Until the Modern epoch, and indeed right up to the present day, Hokusai was by far the most influential non-European artist to impact European art. Contemporary art stars from Japan, such as Takashi Murakama, Yayoi Kusama, Yasumasa Morimura and Mariko Mori, have been much exhibited in the West, but their work has had nothing like the same effect – this at a period when communication between cultures was infinitely easier and more fluent.
The Great Wave was issued in a run of around 8000 copies and was sold for about the price of a bowl of rice
As the new exhibition of Hokusai’s work now at the British Museum demonstrates, his work, in addition to being directly influential on the history of Western painting, through its impact on the Impressionists, continues to resonate in the society we now have in all sorts of perhaps unexpected ways. It’s not simply that his adroitly cropped and angled compositions, often produced in series – views of Mount Fuji, views of bridges of different kinds, views of waterfalls – offered ways of looking at the natural world that seemed inventively new to the Europeans who first encountered them. It’s also that so much of what he did seems to offer a critique of the art and art world that we have now.
Hokusai existed and made his career in a society radically different from our own. He was born in 1760 and died in 1849, just missing out on his ambition to live to be a hundred – by which time, he felt, he might really have learned to paint. During the whole of this period Japan, under the Tokugawa shogunate, remained secluded from the rest of the world. The first major breach in the barrier was not made until three years after Hokusai’s death, by an American flotilla under Matthew Perry, sent to force the opening of Japanese ports to American trade. Before this, the Japanese had traded only with the Dutch, penned safely in an offshore enclave, and with the Chinese.
The show, which covers only the final and most radical decades of Hokusai’s life, demonstrates that he nevertheless had some contact with European art, no doubt through prints imported by the Dutch, and that he absorbed ideas from these that were foreign to the Japanese tradition, about the representation of space and the use of quasi-European perspective, and put them to inventive use.

• Data for this task
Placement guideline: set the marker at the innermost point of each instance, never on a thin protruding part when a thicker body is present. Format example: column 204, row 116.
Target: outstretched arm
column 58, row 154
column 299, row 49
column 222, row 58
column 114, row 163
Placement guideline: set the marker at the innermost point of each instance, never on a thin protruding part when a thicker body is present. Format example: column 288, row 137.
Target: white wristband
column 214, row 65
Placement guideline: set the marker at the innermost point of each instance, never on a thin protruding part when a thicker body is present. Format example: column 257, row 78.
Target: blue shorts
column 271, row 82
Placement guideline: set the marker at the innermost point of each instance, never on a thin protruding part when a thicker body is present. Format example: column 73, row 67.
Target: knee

• Task list
**A)** Recast the stretch of the listing from the line containing "288, row 137." through the end of the listing as a numbered list, leaving out any blank lines.
**B)** Continue the piece on Hokusai from where it stops.

• Written responses
**A)**
1. Placement guideline: set the marker at the innermost point of each instance, never on a thin protruding part when a thicker body is present. Format example: column 288, row 137.
2. Target: white wristband
3. column 214, row 65
4. Placement guideline: set the marker at the innermost point of each instance, never on a thin protruding part when a thicker body is present. Format example: column 257, row 78.
5. Target: blue shorts
6. column 271, row 82
7. Placement guideline: set the marker at the innermost point of each instance, never on a thin protruding part when a thicker body is present. Format example: column 73, row 67.
8. Target: knee

**B)**
The most famous of all his compositions, Under the Wave off Kanegawa (known in the West simply as The Great Wave), is an example of this, with the sacred mountain pushed far into the background in the centre of the composition, with the wave of the title towering above it, and making a kind of tunnel with the landscape feature enclosed in it. It’s like looking at Fuji from far off, using a powerful telescope. This is not the conventional way of representing distance that one finds in traditional Chinese and Japanese landscape painting, where the landscape features are simply stacked up, often separated from one another by bands of clouds.
The other thing that bears thinking about when looking at Hokusai’s art, is the fact that it was successfully populist: an art for everyone. Probably much more so than the kind of populist art we have now, offered to us in grandee museums. ‘twelve quid to get into the show, guv. A bit less if you can prove you’re a pensioner.’ It’s estimated that The Great Wave was issued in a run of around 8000 copies, and was sold for about the price of a bowl of rice.
And it’s a piece of virtuoso craft, as well as being undoubtedly a great work of art. No more than our own Damien Hirst was Hokusai reluctant to work with skilled collaborators, in this case, the cutters of the incredibly refined woodblocks from which the print was produced, and the craftsmen who actually printed it.
Hokusai lived in a society almost unimaginably different from our own. He was a devout Buddhist, He never seems to have had much money, nor does he seem to have cared about that. He frequently changed addresses, moving restlessly within the capital city of Edo, now Tokyo. He made modest trips outside, to look at the landscape, but on some occasions seems happy to have imagined it, from descriptions provided by others. Sometimes he threw drawings – they represent lions – out of the window for good luck.
There’s a little self-portrait drawing in the show which shows Hokusai as a scrawny old man, wrapped in a quilt. A contemporary witness tells us that the quilt was most likely full of lice.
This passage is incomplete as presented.